● Instruction: Only those lines running from the line that contains "shape [[41, 557]]." through the end of the material are to be written out, each exactly as shown.

** Begin The data **

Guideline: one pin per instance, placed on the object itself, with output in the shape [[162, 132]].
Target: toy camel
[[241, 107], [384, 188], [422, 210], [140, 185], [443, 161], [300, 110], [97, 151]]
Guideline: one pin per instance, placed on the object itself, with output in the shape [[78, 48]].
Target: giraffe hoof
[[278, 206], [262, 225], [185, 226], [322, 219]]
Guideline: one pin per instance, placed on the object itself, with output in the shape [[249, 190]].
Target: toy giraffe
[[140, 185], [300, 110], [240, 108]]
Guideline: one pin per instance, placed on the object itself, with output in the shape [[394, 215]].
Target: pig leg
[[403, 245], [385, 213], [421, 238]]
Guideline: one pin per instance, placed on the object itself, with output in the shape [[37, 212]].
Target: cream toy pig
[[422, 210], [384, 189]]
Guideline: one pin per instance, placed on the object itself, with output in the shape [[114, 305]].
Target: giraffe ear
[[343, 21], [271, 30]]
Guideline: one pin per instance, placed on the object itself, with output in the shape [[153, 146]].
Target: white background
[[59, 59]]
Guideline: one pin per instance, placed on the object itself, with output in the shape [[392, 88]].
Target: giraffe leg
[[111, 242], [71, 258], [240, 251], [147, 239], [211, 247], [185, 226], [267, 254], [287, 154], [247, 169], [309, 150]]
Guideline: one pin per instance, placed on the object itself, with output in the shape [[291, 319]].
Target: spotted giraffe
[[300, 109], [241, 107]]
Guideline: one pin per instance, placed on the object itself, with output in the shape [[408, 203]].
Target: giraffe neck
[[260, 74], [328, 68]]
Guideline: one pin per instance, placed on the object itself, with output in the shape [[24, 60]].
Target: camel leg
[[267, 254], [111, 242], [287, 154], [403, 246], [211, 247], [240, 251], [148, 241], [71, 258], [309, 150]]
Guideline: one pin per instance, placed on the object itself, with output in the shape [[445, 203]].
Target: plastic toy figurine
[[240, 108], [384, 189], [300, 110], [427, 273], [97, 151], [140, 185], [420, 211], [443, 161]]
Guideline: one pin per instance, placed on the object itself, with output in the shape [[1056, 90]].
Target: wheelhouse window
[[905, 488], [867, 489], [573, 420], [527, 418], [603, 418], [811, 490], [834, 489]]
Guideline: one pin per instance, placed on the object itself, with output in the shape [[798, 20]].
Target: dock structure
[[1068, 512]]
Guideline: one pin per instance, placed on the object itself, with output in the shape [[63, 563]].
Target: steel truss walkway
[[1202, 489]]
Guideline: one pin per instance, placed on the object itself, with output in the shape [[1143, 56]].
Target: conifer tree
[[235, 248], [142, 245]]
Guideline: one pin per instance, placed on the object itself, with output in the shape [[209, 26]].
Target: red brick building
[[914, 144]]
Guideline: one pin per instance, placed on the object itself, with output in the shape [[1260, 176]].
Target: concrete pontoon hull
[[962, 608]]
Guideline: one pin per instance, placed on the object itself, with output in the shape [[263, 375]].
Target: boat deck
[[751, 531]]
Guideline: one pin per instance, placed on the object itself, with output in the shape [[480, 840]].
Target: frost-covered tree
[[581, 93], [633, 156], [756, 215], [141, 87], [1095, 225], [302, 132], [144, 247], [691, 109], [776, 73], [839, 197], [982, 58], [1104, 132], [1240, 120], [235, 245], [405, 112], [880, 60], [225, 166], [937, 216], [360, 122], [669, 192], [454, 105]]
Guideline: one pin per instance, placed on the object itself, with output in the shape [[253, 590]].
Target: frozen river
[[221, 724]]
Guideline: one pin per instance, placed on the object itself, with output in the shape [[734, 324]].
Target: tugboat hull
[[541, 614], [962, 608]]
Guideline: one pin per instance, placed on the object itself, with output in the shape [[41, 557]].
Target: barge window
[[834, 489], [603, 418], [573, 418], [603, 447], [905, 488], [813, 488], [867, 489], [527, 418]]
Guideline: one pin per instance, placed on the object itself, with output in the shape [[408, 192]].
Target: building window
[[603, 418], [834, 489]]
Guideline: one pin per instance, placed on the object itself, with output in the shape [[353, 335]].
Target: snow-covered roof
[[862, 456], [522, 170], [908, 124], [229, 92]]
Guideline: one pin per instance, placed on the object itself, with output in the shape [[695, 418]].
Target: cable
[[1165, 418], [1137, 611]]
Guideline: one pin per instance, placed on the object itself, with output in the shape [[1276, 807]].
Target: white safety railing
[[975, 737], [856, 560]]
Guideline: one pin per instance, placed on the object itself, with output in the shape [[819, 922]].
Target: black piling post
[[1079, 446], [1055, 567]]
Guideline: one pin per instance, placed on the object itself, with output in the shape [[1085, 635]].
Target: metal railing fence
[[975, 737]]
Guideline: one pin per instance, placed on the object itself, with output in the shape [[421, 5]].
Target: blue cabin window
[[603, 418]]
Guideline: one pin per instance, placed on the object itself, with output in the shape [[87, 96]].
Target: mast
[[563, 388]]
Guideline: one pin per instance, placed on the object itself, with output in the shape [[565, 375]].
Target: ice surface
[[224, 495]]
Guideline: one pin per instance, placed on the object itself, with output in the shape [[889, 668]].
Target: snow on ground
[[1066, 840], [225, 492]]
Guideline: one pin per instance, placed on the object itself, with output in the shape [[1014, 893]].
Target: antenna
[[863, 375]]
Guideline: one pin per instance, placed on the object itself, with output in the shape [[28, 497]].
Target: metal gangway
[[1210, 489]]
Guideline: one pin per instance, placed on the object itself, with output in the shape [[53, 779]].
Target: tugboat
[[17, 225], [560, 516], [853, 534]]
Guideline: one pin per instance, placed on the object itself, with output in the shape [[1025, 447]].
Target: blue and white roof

** End The data **

● Response to the exercise:
Guideline: one pin per instance, placed on the object itself, with output in the shape [[41, 557]].
Target: barge window
[[834, 489], [603, 418], [573, 418], [603, 447], [905, 488], [813, 488], [867, 489], [527, 418]]
Guideline: one pin per instance, placed on the object itself, with output in the shape [[408, 192]].
Target: building window
[[603, 418], [834, 489]]
Guideline: one pin per instance, placed on the object itself, with output in the shape [[353, 335]].
Target: snow-covered roof
[[862, 456], [522, 170], [908, 124], [229, 92]]
Guideline: one pin per instance, placed on the object itself, with output in the shape [[695, 418]].
Target: cable
[[1165, 418], [1137, 611]]
Guideline: one pin per instance, placed on the object itself, with output in the shape [[1276, 807]].
Target: white safety railing
[[975, 737], [856, 560]]
Guideline: one pin per instance, placed on the object itself, with output in the shape [[819, 922]].
Target: black piling post
[[1079, 446], [1055, 567]]
Guideline: one pin per instance, placed on the object itself, with output in the shape [[1085, 635]].
Target: metal railing fence
[[975, 737]]
Guideline: one pin per instance, placed on the object itself, with output in the shape [[421, 5]].
Target: blue cabin window
[[603, 418]]
Guideline: one pin per instance, placed on the object itself, with output in the shape [[87, 96]].
Target: mast
[[563, 388]]
Guideline: one pin per instance, placed on the object itself, with output in the shape [[565, 375]].
Target: ice surface
[[224, 495]]
Guideline: one pin per instance, placed on the object itself, with output in the shape [[889, 668]].
Target: snow on ground
[[1066, 840], [225, 492]]
Guideline: one pin per instance, placed on the object itself, with output in the shape [[1014, 893]].
Target: antenna
[[863, 375]]
Guideline: one pin per instance, placed on the object itself, with output in the shape [[28, 497]].
Target: metal gangway
[[1210, 489]]
Guideline: one pin per instance, placed on the object itself, with output in the shape [[53, 779]].
Target: tugboat
[[17, 225], [560, 516], [853, 534]]
Guideline: one pin per instance, placed on the object itself, with output in the shape [[1025, 447]].
Target: blue and white roof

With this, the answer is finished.